WHAT TO PRODUCE: Copy out the lines of the records starting with the line that contains "[locate] blurred advertising" and continuing to the end of the records, including both ends.

EXERCISE INPUT:
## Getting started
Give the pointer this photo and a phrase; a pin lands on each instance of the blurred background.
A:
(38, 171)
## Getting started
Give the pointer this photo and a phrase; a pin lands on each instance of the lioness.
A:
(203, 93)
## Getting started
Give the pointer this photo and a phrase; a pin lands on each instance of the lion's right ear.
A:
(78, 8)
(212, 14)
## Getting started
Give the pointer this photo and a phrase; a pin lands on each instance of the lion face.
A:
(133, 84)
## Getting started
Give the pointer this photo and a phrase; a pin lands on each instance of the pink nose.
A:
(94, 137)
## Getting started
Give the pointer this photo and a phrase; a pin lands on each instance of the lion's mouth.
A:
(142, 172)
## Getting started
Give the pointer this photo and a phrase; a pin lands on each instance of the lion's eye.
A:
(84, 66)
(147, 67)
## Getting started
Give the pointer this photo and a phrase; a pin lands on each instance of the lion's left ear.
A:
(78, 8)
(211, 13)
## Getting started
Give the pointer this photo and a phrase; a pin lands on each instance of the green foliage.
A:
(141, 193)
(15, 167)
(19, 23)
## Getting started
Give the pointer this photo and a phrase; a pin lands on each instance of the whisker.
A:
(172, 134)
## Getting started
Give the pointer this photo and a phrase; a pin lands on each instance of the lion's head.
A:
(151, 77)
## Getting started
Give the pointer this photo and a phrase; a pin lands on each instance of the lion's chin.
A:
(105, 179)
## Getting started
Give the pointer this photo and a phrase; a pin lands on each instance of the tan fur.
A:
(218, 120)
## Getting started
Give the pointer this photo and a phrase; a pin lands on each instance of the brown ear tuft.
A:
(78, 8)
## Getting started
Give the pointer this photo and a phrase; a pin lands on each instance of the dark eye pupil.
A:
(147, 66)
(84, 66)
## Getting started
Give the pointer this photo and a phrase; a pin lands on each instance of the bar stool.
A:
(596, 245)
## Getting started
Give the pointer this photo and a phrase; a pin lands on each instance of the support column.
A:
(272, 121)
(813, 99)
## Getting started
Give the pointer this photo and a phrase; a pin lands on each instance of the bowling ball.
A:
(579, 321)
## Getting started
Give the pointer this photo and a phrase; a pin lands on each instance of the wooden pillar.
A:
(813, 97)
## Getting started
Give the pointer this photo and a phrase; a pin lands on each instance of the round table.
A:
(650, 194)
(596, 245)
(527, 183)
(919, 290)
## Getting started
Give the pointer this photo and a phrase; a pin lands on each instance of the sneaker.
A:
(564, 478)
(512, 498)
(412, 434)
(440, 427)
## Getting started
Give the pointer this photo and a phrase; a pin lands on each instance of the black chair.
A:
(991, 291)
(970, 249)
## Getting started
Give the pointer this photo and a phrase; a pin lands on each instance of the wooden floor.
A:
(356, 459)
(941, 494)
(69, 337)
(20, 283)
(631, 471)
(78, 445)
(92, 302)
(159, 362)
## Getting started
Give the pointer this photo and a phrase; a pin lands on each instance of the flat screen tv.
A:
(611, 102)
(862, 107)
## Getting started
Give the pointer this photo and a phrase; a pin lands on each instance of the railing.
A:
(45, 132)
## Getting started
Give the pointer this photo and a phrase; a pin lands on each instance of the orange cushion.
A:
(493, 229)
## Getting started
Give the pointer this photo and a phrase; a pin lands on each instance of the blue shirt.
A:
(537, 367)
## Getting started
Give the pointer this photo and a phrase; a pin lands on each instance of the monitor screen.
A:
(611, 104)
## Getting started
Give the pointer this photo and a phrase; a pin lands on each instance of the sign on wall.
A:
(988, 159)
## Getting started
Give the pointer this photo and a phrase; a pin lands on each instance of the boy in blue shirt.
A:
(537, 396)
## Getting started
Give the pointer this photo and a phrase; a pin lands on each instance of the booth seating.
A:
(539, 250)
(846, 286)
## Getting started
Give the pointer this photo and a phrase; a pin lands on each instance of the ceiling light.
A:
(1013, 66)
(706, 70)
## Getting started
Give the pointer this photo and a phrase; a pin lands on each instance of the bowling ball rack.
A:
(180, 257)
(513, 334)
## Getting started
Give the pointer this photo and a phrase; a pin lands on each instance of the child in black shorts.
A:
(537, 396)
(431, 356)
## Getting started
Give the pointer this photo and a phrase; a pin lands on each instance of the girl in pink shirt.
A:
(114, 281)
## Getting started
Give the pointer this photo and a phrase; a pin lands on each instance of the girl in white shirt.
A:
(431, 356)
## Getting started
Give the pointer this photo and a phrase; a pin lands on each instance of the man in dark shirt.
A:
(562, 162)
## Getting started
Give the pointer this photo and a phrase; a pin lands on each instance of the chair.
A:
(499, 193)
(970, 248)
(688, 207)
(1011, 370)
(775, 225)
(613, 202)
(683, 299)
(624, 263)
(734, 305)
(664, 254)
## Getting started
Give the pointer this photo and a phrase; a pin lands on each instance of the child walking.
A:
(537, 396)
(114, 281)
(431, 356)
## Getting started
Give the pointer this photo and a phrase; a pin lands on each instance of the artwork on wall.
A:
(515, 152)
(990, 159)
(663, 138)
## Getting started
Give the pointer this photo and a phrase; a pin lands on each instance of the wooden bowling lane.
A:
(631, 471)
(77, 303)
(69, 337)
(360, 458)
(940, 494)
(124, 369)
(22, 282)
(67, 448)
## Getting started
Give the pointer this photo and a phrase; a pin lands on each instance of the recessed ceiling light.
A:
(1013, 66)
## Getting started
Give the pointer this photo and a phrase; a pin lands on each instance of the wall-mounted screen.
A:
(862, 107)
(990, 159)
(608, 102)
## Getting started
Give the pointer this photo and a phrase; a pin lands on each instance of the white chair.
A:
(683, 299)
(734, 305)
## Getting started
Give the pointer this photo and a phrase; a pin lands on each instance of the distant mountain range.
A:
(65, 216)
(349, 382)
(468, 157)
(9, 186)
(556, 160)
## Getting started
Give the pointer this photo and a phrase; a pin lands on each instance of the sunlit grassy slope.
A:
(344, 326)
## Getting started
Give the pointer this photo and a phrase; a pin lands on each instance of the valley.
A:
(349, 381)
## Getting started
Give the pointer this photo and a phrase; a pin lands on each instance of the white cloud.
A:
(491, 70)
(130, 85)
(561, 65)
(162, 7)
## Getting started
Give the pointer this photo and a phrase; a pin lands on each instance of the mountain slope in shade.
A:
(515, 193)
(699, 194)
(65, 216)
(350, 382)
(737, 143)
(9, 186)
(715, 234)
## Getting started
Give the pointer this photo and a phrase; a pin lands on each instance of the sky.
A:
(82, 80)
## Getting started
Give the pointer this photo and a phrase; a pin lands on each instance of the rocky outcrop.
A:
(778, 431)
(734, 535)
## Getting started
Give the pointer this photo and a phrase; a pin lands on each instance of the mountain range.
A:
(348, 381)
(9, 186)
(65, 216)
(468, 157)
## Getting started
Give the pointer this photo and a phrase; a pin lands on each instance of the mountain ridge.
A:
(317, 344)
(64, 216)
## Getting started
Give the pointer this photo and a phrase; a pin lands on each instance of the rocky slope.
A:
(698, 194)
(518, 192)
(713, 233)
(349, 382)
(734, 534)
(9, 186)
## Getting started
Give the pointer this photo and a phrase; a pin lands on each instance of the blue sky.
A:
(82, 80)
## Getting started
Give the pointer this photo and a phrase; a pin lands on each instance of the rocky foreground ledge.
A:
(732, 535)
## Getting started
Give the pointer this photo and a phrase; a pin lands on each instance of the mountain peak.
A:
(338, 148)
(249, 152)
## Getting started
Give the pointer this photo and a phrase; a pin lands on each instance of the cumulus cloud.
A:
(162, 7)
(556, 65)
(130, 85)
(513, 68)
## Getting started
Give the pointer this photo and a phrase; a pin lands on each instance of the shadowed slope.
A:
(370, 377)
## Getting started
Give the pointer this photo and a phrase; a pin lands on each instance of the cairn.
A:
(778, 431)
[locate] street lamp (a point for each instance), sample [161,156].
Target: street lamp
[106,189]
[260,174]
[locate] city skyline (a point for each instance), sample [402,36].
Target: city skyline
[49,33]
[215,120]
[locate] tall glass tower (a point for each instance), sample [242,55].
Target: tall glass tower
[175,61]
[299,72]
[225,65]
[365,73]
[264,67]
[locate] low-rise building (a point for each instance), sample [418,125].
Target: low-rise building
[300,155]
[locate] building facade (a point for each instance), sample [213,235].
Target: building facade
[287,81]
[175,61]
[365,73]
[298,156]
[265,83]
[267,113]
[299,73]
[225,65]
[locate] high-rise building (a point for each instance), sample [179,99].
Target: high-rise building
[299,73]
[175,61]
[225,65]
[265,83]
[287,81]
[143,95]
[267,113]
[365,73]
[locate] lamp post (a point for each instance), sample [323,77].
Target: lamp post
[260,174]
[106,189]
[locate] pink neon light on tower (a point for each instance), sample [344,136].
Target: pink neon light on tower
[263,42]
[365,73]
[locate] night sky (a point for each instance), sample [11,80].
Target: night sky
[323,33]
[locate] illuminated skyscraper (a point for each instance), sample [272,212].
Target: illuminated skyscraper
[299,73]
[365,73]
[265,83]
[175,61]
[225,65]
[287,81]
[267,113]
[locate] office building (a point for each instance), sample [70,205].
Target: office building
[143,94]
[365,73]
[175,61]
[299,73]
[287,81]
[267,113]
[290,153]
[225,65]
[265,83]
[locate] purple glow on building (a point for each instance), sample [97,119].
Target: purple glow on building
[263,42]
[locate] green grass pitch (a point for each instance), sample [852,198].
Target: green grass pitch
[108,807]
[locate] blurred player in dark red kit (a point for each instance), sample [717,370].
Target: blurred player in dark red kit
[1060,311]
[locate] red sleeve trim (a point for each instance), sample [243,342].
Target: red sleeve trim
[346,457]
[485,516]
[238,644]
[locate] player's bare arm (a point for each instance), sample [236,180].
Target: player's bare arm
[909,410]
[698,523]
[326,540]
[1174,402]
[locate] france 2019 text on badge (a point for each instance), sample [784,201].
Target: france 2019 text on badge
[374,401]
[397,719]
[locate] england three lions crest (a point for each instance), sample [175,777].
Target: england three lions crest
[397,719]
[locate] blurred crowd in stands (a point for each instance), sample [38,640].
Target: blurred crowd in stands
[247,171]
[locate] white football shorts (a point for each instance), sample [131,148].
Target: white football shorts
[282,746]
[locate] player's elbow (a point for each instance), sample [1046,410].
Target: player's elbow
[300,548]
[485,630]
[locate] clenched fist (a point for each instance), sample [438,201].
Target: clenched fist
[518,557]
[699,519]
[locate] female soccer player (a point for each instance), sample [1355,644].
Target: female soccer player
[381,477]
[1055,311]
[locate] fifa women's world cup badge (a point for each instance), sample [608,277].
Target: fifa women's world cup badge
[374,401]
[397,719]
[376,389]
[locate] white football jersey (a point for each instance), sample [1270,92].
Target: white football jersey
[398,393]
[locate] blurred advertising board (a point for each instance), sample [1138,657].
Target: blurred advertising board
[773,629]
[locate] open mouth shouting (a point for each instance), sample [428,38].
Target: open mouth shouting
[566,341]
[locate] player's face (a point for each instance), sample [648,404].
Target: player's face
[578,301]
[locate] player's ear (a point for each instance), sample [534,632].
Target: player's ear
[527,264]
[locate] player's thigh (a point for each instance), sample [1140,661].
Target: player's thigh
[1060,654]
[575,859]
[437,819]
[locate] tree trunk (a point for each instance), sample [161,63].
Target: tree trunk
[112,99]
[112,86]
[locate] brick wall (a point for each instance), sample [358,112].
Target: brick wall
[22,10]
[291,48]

PROBLEM SOLUTION:
[locate] blurred advertising board (a point for each instance), sample [1138,657].
Target: blurred advertising board
[773,629]
[locate] open mouth shouting (a point for each instance), sample [428,38].
Target: open mouth shouting
[566,341]
[locate] player's face (a point for each instance), sample [648,404].
Target: player's face
[578,301]
[locate] player's ear (a point for each instance), sample [534,632].
Target: player's ear
[527,264]
[locate] player's thigh (a point for each instance), sample [1140,661].
Target: player's thigh
[1060,654]
[575,859]
[437,819]
[locate] tree trunk (a point for each instance), sample [161,63].
Target: tree trunk
[112,99]
[112,86]
[locate] brick wall (a point for each instance), sample [358,112].
Target: brick wall
[22,10]
[291,48]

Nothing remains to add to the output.